■ THE REQUEST:
Could you copy out, word for word, the stretch of items from the line containing "Check that every instance of the dried" through the end of the items?
BEGIN RECORDS PROVIDED
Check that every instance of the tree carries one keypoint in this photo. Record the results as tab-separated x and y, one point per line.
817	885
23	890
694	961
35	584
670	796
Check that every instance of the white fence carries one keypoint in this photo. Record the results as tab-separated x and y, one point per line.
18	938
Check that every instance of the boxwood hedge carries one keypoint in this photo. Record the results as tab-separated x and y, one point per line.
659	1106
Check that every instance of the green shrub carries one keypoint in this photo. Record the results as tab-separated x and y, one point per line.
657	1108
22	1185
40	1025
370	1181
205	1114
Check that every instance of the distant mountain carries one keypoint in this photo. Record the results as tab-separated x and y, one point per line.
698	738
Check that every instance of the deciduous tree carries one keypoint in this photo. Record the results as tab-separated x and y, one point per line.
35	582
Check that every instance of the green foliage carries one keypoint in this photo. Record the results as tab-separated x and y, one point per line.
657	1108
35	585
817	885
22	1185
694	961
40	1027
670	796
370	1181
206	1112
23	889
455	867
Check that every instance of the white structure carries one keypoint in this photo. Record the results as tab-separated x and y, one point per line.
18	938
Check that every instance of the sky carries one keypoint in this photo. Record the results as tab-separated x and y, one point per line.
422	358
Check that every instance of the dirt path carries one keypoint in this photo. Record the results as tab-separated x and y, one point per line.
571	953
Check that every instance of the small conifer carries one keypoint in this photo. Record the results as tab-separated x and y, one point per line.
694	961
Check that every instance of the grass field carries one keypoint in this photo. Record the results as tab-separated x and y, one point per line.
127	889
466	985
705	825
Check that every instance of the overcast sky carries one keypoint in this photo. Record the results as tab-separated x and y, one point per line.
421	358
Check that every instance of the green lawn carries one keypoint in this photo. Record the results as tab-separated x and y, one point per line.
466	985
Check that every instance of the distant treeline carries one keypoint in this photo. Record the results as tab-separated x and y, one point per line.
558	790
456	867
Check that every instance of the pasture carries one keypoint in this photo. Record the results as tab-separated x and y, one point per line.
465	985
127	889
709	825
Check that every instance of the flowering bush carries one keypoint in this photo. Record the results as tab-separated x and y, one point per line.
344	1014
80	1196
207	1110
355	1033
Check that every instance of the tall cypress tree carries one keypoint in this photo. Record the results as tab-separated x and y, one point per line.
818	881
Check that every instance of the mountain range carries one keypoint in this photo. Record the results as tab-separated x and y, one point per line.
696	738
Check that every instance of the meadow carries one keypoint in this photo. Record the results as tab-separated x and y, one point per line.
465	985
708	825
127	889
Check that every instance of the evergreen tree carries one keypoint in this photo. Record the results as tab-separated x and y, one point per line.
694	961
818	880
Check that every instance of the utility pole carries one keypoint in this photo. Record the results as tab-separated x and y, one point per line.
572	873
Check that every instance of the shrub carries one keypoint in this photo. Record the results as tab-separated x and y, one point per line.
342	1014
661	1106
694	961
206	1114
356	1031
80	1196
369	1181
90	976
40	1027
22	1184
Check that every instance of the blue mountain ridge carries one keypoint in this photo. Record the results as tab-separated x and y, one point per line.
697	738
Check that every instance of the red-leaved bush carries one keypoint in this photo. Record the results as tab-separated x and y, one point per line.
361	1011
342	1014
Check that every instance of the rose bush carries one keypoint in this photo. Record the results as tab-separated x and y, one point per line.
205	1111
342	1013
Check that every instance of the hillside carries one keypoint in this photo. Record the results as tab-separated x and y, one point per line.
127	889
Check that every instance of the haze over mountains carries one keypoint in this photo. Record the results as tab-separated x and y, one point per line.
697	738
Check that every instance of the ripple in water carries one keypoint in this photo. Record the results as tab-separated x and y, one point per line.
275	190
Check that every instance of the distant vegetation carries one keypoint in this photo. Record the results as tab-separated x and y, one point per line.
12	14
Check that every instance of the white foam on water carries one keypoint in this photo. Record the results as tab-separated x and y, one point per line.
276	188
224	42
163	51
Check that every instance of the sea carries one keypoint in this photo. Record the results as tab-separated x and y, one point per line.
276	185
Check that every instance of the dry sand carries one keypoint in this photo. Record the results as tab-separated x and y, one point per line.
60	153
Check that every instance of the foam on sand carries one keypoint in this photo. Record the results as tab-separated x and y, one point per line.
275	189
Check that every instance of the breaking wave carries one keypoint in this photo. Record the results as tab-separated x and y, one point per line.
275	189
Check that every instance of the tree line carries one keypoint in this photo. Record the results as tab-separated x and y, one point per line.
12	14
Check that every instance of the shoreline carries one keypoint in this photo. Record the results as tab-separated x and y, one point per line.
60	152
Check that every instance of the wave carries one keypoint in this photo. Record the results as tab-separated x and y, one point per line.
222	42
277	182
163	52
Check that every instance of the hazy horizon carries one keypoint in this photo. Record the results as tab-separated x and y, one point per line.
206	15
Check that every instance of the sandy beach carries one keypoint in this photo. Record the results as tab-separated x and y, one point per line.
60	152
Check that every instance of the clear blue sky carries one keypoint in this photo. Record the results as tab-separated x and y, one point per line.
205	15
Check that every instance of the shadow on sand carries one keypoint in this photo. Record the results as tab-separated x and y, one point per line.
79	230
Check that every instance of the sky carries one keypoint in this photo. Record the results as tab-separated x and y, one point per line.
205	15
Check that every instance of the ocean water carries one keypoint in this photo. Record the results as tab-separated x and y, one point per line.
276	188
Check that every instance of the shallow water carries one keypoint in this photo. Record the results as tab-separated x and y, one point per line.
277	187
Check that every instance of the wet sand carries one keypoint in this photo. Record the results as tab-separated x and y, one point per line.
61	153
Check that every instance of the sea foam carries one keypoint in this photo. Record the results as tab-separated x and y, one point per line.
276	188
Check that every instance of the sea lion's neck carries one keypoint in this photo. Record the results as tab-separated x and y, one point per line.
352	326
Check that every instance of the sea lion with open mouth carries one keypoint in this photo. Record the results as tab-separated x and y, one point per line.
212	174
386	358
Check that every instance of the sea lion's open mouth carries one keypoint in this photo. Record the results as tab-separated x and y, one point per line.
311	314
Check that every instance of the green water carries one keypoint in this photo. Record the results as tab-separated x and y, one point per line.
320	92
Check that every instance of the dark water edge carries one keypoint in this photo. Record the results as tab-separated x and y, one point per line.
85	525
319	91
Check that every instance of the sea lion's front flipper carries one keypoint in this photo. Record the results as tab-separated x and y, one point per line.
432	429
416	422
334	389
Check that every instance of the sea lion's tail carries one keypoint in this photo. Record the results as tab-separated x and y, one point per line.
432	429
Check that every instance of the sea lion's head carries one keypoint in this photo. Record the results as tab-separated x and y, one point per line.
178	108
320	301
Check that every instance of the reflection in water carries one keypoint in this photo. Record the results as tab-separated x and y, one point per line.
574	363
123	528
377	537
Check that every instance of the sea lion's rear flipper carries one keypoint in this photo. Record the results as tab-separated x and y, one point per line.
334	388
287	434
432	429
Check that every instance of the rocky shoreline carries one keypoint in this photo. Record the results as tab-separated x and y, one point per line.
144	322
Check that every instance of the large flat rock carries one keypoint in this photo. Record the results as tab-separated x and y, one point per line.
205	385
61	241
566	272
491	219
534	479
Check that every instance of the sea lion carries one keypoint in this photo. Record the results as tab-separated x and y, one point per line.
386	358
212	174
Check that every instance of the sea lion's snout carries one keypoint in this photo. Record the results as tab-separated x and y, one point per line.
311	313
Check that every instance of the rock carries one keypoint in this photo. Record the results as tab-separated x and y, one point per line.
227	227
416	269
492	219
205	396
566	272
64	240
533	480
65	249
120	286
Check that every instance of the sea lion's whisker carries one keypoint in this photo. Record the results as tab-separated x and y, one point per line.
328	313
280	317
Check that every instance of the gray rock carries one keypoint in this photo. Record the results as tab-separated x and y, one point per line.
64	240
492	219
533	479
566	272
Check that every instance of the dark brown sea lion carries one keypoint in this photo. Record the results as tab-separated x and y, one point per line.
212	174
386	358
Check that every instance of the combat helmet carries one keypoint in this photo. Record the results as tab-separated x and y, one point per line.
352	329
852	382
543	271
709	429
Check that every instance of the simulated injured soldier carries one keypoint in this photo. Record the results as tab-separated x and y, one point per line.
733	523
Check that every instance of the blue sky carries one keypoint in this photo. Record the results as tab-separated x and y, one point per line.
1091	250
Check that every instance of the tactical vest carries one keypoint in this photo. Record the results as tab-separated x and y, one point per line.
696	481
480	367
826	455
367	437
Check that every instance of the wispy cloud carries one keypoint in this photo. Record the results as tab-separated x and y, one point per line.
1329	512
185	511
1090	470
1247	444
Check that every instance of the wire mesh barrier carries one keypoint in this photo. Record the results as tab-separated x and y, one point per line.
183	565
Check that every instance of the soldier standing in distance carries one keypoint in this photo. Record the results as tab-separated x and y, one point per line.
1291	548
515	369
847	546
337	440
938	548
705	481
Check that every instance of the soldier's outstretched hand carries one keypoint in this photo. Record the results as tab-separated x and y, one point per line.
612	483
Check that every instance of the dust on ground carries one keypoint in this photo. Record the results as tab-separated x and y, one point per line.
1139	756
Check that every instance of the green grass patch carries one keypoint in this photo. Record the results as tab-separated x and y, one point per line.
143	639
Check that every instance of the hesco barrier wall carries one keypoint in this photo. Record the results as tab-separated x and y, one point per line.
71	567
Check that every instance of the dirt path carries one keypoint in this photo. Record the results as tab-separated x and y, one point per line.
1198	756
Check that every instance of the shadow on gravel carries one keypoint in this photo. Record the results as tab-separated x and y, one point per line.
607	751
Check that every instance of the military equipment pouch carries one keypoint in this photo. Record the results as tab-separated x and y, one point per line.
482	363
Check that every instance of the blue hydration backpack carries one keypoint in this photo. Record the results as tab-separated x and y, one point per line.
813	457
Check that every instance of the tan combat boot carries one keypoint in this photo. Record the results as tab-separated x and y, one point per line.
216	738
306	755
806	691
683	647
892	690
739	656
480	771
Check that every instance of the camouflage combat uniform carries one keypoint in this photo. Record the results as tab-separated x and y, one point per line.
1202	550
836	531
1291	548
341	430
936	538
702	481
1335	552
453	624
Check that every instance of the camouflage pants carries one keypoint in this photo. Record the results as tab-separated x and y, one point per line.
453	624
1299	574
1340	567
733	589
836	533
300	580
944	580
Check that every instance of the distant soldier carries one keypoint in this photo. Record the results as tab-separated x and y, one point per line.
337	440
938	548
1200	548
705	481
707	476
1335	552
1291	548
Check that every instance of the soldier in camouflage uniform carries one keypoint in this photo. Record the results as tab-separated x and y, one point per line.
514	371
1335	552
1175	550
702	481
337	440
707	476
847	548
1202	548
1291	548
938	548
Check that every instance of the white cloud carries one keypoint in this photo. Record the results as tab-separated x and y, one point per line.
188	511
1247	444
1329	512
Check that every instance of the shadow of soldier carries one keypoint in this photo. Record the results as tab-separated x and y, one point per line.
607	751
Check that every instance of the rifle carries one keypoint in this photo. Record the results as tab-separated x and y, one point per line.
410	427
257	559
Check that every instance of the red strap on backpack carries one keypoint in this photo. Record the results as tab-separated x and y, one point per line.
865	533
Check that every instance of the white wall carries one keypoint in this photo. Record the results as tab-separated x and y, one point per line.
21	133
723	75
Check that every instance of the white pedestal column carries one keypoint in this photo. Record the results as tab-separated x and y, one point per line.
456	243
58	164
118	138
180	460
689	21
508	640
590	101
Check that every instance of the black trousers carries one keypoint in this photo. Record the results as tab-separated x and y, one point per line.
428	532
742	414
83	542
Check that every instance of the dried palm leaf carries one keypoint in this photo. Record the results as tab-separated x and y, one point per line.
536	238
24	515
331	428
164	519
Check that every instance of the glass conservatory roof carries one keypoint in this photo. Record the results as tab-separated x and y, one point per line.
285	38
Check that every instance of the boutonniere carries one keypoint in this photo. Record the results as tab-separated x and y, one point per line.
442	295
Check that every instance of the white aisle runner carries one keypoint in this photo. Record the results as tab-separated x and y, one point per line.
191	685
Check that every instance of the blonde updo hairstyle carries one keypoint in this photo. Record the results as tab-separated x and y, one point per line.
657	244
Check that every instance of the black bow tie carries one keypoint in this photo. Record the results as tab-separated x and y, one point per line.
END RECORDS PROVIDED
■ EXERCISE RESPONSE:
Check that every instance of the dried palm leaf carries one keypoint in this photo. Record the results as tab-separated x and y, one point per line.
536	238
24	515
331	428
164	519
Check that every instance of the glass conservatory roof carries one keypoint in this photo. Record the results as tab-separated x and y, one point per line.
285	38
Check that every instance of the boutonniere carries one keypoint in this photo. Record the results as tab-separated x and y, one point per line.
442	295
Check that every instance of the white aisle runner carries one keypoint in this photo. Record the results as tab-separated x and y, one point per line.
191	685
Check that every instance of the blonde updo hairstyle carries one keypoint in this photo. Record the results as tab-separated x and y, one point per line.
657	244
Check that every instance of the black bow tie carries one keypoint in this photo. Record the results as tab-separated x and y, one point per line.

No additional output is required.